The exercise >>
Extract every line of the records that contains the word "person", and copy each one in full. Matching is case-sensitive.

┄┄┄┄┄┄

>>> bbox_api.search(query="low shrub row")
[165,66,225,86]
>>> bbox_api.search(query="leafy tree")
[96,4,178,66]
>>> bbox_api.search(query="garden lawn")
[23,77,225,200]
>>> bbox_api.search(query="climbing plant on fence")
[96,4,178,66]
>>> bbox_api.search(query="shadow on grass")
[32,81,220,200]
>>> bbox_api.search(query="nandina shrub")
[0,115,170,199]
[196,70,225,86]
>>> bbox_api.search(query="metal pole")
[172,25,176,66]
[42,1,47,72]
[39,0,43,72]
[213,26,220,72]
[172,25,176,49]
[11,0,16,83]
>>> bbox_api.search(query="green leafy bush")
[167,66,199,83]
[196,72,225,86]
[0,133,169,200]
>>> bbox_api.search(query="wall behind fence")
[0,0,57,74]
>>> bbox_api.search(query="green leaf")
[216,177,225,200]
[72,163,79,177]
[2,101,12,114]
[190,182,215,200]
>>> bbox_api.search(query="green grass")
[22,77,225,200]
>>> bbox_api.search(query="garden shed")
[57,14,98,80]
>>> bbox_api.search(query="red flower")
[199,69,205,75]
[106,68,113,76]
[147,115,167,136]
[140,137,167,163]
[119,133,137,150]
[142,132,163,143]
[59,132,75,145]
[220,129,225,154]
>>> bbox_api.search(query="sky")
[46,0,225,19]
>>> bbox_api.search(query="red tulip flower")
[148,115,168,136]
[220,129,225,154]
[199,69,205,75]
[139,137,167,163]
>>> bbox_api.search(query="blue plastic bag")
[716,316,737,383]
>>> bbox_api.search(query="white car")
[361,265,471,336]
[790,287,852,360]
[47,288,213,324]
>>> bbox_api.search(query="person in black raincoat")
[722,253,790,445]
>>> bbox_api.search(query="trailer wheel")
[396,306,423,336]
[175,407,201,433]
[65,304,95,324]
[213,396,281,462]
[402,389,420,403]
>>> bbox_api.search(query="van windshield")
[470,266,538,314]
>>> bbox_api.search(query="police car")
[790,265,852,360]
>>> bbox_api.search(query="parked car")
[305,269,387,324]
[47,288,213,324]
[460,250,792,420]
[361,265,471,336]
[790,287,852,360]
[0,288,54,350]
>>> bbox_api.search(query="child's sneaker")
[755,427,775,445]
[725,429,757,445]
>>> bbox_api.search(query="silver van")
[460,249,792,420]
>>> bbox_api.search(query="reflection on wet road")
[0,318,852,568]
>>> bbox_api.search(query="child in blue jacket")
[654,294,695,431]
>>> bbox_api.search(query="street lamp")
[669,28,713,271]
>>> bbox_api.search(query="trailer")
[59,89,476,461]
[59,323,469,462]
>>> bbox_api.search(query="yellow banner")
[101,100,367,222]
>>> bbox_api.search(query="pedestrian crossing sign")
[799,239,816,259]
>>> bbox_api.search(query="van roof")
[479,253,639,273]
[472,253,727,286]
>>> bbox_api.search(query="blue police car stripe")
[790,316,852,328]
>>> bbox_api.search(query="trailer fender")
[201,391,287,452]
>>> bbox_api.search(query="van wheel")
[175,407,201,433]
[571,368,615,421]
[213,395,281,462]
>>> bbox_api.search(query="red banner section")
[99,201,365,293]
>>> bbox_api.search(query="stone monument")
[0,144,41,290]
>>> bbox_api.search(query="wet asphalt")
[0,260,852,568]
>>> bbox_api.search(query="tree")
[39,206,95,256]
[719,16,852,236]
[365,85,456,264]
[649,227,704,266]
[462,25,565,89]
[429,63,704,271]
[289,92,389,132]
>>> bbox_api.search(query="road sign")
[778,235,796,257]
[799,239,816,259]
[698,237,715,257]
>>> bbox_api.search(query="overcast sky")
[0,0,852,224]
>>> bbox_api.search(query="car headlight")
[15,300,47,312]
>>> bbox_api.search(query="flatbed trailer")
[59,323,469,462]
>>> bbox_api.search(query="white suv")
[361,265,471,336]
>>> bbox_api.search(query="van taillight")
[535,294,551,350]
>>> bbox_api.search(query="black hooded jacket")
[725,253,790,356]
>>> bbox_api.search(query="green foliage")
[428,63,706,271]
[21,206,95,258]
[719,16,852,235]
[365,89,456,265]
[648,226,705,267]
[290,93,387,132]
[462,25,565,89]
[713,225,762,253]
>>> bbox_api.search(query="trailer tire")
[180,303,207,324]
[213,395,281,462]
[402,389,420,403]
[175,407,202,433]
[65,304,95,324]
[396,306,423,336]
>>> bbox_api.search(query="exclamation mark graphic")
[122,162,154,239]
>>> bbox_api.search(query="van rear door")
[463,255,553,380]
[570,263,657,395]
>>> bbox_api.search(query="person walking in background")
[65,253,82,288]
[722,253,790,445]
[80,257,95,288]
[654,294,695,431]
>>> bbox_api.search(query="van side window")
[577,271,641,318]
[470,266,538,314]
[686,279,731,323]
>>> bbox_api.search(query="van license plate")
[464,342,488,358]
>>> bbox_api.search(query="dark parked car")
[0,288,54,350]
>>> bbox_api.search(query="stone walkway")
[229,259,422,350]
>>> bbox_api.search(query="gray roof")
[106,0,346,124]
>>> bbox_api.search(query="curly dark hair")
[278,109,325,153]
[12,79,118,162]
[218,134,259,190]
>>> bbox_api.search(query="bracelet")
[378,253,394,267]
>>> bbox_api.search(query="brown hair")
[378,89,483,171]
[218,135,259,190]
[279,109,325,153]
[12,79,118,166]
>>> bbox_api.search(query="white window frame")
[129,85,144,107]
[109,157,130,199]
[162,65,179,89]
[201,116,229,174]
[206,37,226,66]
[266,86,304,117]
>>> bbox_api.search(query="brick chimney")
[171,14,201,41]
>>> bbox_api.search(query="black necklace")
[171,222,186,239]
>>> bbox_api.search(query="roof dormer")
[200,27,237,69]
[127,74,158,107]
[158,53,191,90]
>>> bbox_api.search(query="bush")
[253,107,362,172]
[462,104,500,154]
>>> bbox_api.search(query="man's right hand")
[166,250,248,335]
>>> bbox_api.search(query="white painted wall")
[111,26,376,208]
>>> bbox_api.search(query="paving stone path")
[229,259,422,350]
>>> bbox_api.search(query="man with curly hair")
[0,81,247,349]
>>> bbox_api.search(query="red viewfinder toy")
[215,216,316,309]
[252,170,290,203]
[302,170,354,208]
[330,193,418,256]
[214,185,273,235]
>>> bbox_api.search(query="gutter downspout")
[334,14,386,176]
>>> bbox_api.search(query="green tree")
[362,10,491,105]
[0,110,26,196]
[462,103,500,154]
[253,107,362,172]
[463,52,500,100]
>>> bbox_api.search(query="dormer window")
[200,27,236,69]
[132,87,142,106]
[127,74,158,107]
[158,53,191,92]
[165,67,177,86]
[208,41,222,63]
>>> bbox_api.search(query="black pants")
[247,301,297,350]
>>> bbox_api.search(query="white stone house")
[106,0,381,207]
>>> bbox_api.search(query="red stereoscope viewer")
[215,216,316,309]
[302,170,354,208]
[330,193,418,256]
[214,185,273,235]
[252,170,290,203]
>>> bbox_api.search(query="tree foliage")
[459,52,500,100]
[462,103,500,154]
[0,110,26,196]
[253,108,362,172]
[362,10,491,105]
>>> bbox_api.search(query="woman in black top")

┄┄┄┄┄┄

Solution to this problem >>
>>> bbox_api.search(query="person in black raincoat")
>>> bbox_api.search(query="person walking in background")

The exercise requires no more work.